(Material supplied begins)

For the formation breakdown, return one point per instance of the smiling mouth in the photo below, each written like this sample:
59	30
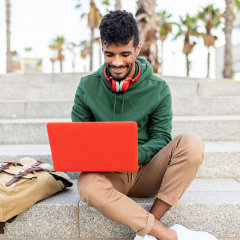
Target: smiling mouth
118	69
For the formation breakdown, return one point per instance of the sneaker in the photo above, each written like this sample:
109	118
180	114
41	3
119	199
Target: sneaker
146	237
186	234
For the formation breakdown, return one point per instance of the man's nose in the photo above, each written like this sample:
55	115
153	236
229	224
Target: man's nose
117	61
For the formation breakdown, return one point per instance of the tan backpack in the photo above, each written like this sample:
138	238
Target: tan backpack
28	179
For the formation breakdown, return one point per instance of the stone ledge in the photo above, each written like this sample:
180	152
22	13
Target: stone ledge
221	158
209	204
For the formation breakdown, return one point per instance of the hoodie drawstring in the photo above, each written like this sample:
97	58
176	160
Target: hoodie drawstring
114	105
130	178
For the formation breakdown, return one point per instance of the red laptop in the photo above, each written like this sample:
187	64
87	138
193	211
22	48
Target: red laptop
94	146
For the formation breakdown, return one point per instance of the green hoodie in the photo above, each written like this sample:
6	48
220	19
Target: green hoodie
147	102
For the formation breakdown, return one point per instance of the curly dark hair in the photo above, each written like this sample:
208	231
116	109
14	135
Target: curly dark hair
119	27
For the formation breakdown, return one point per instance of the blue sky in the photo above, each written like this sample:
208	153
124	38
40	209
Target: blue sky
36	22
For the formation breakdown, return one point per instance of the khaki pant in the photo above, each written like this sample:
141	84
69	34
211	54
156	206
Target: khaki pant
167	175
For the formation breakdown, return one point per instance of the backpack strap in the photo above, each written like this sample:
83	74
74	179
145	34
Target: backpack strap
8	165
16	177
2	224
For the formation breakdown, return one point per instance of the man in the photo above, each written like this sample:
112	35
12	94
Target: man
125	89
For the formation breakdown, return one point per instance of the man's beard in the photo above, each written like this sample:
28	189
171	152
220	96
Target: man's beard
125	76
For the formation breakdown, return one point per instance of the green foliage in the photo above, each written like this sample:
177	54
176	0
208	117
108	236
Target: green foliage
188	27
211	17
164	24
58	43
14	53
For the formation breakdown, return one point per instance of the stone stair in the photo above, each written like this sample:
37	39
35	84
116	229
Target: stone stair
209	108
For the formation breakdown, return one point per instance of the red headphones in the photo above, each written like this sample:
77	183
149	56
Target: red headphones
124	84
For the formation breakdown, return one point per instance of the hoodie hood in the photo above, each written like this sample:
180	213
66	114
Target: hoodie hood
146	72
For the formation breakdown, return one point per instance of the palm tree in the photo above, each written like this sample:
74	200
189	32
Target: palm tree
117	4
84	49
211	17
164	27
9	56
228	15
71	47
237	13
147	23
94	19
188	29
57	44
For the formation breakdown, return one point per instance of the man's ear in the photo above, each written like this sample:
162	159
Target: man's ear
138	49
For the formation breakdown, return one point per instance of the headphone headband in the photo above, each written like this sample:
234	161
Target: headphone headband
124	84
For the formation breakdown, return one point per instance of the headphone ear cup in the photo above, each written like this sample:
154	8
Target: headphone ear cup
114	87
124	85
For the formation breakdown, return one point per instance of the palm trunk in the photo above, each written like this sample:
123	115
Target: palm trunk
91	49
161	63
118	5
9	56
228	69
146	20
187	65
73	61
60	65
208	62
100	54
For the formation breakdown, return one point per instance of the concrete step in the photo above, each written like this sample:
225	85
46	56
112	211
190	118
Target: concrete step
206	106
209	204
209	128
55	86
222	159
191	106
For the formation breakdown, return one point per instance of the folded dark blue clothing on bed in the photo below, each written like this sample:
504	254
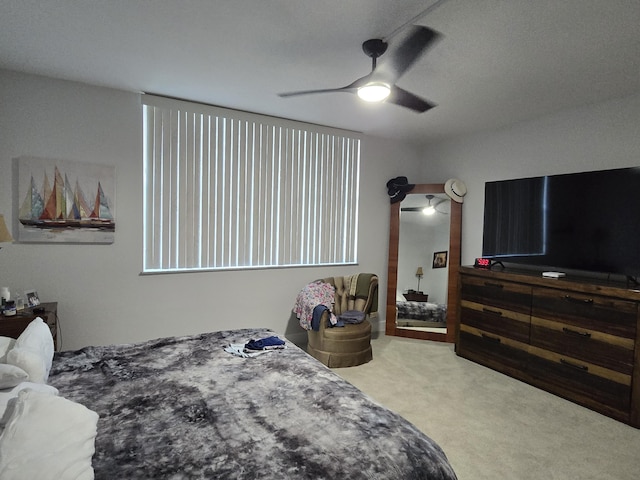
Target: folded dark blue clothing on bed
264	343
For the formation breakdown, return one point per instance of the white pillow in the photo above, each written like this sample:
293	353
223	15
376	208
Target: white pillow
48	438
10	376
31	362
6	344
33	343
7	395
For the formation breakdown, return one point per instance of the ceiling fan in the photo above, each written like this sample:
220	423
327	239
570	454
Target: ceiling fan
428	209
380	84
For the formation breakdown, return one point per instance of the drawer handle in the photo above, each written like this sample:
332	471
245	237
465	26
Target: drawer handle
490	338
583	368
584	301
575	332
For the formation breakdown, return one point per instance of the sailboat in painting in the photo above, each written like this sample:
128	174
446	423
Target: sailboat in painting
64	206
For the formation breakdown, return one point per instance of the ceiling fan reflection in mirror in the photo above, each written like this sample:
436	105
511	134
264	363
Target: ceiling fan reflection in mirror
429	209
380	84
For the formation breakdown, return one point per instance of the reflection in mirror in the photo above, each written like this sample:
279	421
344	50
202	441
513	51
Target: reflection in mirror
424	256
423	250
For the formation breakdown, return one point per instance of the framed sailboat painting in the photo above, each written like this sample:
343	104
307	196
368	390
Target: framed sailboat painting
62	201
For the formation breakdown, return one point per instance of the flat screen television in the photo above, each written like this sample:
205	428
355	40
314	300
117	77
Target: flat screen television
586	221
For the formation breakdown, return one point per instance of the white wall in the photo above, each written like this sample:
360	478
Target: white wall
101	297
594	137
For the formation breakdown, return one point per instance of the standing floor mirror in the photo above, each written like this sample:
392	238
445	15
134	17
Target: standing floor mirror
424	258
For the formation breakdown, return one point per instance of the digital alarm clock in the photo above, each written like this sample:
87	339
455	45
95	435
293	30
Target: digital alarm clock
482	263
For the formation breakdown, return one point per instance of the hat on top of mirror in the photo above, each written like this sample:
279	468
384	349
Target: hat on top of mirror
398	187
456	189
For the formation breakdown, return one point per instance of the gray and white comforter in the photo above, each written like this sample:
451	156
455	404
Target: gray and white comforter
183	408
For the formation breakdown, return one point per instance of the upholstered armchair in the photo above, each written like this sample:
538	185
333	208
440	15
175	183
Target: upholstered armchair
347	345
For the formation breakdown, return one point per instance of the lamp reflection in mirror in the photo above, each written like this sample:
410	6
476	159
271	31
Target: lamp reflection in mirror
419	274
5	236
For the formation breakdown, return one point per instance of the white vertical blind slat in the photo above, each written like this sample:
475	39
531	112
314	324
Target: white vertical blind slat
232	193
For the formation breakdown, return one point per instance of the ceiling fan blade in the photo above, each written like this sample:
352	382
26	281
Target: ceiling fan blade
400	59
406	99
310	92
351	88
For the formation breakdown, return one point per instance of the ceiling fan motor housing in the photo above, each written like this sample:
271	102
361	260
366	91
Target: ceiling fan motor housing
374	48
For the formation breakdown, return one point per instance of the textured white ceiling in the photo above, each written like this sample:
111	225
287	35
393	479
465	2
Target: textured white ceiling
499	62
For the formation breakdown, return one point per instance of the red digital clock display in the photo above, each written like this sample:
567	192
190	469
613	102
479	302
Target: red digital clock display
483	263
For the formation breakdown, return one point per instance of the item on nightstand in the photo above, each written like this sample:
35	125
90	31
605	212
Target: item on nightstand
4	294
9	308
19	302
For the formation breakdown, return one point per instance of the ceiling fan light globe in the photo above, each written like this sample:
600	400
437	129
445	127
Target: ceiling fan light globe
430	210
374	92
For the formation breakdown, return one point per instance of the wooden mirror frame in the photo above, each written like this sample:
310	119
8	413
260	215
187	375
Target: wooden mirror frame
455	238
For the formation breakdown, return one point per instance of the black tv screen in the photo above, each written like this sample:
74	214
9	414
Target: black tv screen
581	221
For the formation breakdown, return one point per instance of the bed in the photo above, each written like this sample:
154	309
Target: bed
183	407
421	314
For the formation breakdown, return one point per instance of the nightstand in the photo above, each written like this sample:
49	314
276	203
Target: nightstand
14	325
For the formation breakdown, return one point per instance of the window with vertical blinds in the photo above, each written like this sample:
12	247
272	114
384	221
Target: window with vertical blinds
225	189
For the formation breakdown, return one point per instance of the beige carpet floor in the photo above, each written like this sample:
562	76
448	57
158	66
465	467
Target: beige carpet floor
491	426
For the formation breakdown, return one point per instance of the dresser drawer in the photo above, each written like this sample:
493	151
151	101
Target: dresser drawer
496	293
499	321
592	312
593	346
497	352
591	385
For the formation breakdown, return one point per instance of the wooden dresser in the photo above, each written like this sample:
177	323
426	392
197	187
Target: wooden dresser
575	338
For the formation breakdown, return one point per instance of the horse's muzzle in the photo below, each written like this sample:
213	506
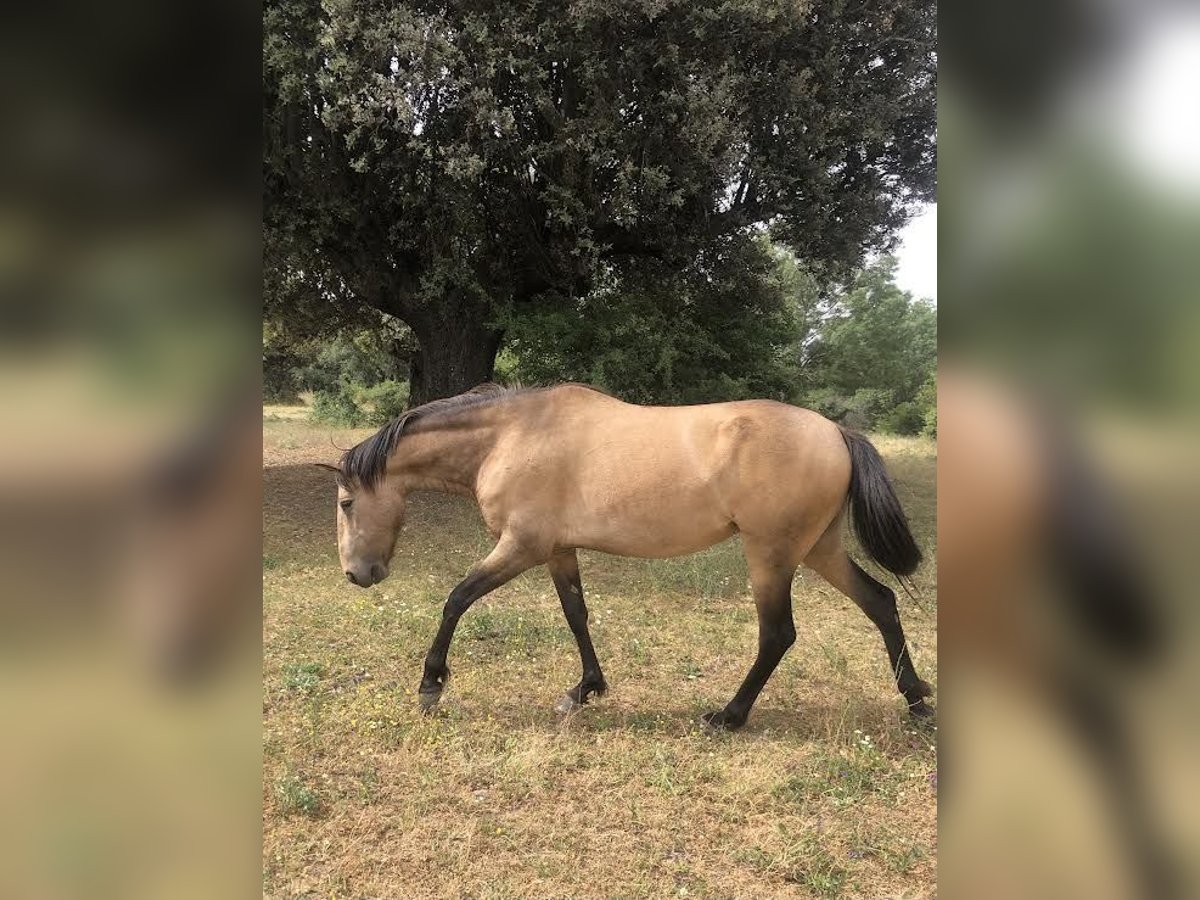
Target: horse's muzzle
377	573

(Material supplied ends)
(Material supplied begins)

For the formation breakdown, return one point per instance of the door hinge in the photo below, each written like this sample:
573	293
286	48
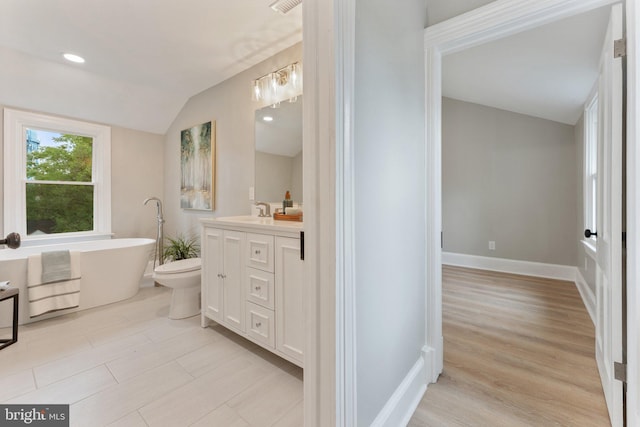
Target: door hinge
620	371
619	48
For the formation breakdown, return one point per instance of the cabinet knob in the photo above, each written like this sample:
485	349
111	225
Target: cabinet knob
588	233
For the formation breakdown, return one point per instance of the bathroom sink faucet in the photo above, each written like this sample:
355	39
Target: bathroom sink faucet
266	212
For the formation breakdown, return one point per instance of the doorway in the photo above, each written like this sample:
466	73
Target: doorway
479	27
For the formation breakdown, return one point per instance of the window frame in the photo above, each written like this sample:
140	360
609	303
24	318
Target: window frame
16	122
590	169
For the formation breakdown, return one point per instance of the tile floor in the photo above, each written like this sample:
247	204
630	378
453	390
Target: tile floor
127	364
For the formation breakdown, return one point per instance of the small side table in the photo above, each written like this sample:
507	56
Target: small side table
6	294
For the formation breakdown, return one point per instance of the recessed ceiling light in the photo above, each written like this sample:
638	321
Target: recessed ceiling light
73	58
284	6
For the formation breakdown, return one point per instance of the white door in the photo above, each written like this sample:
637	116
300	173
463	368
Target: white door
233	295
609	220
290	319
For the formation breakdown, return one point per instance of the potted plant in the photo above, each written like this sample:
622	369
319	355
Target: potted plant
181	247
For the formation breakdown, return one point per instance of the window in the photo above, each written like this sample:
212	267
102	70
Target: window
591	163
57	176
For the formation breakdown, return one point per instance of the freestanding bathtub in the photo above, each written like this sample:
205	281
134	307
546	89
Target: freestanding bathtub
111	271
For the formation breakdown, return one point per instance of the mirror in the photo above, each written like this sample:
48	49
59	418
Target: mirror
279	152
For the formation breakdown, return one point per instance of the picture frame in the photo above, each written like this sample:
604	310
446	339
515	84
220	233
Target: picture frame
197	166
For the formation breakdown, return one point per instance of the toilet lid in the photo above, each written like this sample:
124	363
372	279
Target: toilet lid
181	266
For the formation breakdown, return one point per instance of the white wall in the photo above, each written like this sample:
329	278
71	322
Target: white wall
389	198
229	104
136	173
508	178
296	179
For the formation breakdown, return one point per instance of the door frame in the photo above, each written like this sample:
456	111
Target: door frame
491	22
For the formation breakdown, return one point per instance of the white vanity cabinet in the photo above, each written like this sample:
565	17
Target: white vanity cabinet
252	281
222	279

(Material supplied ends)

Directions for this task:
Provide only the number of lines in the records containing the string "below".

Solution for this problem:
4